• _WRITTEN TASK A_:
Set down, word for word, the part of the passage on Scottish short stories that opens with the words "Scottish Short Stories" and closes with "skill and restraint’.".
• _WRITTEN TASK B_:
According to the passage on Scottish short stories, in whose work did the mode of the epic tales of old Ireland shift from the heroic into the mock-heroic?
• _WRITTEN TASK C_:
Write what comes next in the passage on Scottish short stories, picking up after its final sentence.

— START OF EXTRACT PROVIDED —

Scottish Short Stories

Anne Enright sees the short story as either a natural form, ‘close to conversation, or an art like poetry, requiring great skill and restraint’.

‘But some poems’, she continues, ‘are huge and some short stories are restless, just about contained. Some stories push at their own edges, trying to escape themselves.’1 Later she admits the collection she’s reviewing fits into a tradition that moves through contemporaries and ‘back to the epic tales of old Ireland, a mode that shifted from the heroic into the mock-heroic in the work of Joyce and Flann O’Brien.’

These suggestions indicate the ways stories are almost always more than the sum of their parts and can carry a collective consciousness that informs us about ourselves. In many ways, they help structure the way we see ourselves and support our national identity.

— END OF EXTRACT PROVIDED —
— START OF INFORMATION PROVIDED —

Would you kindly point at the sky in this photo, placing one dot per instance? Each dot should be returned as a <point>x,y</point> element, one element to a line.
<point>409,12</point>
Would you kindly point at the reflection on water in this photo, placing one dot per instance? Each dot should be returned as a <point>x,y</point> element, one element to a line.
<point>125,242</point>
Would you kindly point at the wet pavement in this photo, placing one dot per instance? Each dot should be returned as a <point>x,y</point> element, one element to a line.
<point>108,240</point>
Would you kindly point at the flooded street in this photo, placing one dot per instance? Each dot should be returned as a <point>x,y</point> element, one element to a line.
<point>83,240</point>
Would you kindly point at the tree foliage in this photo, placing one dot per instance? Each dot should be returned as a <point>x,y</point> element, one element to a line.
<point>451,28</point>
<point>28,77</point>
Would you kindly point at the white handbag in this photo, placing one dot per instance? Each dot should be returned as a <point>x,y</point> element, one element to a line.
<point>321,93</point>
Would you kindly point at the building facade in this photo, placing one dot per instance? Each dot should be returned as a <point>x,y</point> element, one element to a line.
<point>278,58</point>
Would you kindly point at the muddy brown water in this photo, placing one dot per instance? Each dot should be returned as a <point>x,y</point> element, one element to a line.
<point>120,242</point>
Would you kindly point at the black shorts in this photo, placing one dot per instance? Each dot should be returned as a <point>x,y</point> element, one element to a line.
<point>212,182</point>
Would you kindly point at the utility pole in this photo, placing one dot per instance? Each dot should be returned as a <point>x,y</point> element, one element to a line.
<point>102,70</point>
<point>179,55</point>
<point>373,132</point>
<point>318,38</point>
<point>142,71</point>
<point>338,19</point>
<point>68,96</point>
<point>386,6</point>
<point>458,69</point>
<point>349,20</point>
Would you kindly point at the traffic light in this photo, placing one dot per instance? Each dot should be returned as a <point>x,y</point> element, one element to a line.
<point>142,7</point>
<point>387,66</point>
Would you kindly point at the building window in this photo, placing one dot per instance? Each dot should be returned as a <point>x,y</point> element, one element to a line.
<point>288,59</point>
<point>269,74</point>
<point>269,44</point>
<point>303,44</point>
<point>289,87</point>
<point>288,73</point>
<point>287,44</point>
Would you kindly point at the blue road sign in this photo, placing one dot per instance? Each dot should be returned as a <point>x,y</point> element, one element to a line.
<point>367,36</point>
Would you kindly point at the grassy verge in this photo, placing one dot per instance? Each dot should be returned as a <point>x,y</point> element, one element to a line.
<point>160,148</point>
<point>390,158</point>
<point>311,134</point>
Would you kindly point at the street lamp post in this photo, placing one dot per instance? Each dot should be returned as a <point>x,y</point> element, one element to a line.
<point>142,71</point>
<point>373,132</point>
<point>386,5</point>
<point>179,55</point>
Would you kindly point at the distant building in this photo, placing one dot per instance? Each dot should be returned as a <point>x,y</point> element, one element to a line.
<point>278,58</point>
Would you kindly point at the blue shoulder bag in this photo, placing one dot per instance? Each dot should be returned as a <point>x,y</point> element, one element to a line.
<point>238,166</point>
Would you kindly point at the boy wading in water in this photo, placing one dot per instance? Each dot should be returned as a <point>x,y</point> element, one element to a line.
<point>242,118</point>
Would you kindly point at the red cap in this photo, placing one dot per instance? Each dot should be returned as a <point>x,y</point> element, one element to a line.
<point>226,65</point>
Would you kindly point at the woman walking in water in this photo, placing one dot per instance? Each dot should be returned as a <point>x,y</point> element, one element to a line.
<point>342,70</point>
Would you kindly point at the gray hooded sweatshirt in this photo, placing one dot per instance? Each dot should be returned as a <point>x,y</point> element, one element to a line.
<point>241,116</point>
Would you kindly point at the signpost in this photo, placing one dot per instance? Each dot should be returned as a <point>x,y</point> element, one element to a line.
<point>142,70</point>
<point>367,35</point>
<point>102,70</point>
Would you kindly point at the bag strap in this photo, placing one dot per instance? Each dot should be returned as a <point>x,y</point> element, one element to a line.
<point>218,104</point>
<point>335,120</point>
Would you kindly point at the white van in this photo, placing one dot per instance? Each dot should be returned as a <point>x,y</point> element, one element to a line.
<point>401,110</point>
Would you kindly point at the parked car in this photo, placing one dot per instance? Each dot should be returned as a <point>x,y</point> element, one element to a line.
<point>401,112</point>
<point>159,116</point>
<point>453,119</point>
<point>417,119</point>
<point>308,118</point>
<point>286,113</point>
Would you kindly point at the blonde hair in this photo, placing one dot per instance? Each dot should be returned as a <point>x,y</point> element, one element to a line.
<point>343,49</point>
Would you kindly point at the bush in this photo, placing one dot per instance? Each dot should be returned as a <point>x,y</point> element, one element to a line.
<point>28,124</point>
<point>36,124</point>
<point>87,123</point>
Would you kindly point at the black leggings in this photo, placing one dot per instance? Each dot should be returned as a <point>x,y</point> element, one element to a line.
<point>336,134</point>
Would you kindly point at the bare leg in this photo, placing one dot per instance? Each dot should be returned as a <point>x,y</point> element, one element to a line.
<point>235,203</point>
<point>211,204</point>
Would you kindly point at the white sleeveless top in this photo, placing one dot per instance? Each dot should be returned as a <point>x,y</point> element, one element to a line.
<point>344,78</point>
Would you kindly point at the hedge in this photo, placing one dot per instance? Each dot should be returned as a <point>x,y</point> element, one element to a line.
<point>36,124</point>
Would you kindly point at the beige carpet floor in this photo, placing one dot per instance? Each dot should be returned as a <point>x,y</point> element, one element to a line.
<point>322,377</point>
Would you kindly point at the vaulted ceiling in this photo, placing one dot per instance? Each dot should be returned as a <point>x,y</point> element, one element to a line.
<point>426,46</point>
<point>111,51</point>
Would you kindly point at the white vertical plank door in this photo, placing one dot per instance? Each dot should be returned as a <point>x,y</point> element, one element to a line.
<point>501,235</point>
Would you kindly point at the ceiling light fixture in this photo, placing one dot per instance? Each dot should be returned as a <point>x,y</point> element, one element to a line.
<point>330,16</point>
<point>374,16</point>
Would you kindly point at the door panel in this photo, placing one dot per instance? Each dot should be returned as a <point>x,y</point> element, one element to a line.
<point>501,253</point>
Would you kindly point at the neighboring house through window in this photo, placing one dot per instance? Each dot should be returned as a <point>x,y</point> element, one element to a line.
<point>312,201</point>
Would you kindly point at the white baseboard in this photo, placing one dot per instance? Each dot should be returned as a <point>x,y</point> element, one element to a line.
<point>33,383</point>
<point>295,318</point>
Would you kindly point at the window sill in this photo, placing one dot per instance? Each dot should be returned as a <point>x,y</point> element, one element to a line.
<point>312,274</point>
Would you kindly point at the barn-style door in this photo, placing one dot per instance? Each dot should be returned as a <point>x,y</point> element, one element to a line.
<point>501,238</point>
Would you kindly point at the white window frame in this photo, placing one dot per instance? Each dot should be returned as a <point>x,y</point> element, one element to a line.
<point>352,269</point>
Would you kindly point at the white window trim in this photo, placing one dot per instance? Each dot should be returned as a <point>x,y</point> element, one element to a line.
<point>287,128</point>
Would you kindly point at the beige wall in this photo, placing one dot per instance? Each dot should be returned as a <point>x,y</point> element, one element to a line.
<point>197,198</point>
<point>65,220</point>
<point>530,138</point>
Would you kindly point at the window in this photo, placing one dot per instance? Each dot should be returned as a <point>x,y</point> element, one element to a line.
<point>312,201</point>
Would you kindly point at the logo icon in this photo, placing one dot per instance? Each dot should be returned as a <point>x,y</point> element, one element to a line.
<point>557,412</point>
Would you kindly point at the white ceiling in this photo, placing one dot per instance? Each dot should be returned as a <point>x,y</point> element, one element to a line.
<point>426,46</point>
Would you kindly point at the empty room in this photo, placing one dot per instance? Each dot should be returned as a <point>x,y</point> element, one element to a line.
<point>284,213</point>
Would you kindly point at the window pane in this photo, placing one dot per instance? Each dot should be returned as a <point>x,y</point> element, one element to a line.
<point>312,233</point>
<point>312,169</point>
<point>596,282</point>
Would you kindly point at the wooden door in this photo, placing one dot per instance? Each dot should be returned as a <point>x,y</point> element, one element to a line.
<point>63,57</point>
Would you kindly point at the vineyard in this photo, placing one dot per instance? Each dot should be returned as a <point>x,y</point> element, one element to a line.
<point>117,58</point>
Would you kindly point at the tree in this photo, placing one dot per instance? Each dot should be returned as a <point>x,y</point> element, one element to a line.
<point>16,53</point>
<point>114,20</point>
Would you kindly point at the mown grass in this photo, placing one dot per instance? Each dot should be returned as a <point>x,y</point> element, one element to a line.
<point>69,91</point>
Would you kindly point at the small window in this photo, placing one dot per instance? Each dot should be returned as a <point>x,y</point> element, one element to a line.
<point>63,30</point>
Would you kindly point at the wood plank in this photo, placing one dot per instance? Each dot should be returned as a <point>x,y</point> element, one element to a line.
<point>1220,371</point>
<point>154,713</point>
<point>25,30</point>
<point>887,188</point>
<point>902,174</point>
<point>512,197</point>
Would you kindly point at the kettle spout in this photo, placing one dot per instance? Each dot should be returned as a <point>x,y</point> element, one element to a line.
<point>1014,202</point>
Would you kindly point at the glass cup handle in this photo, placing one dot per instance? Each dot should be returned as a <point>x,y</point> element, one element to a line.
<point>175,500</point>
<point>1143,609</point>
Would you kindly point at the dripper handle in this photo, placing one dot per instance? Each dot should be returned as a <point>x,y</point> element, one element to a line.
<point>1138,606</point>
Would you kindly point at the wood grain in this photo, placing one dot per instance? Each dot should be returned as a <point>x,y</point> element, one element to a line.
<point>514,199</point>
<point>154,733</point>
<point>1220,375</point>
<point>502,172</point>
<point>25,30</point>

— END OF INFORMATION PROVIDED —

• _OUTPUT A_:
Scottish Short Stories

Anne Enright sees the short story as either a natural form, ‘close to conversation, or an art like poetry, requiring great skill and restraint’.

• _OUTPUT B_:
Joyce and Flann O’Brien.

• _OUTPUT C_:
Scottish short stories come from a tradition where stories were told to entertain and inform. They carried fear, risk, menace and warnings; they established boundaries and ensured continuity, especially informing young women on the dangers of men and young men on the dangers of women. And even though they could be dour and a wee bit thrawn, they were used to enhance what were seen as traditional Scottish values of acceptance and neighbourliness, and while danger was usually on the other side of the hill, they carried life in all its variances with our twin identities of voice and place. 

It’s worth remembering that these social priorities arose in the predominately rural society that existed in Scotland for millennia before cities arrived, and in many cases these priorities prevailed in cities through the nineteenth and twentieth centuries. 

In the aftermath of the Union, Scots had to adjust to changes in their everyday life, and though Scotland retained independent control of its religious, legal and educational institutions, English trends dominated as the country was re-interpreted as North Britain. The eventual suppression of the Jacobite Rebellions in 1746, expanding markets and the burgeoning industrial revolution further threatened the Scots way of life, which resulted in a movement to explore and preserve the things that made Scotland unique.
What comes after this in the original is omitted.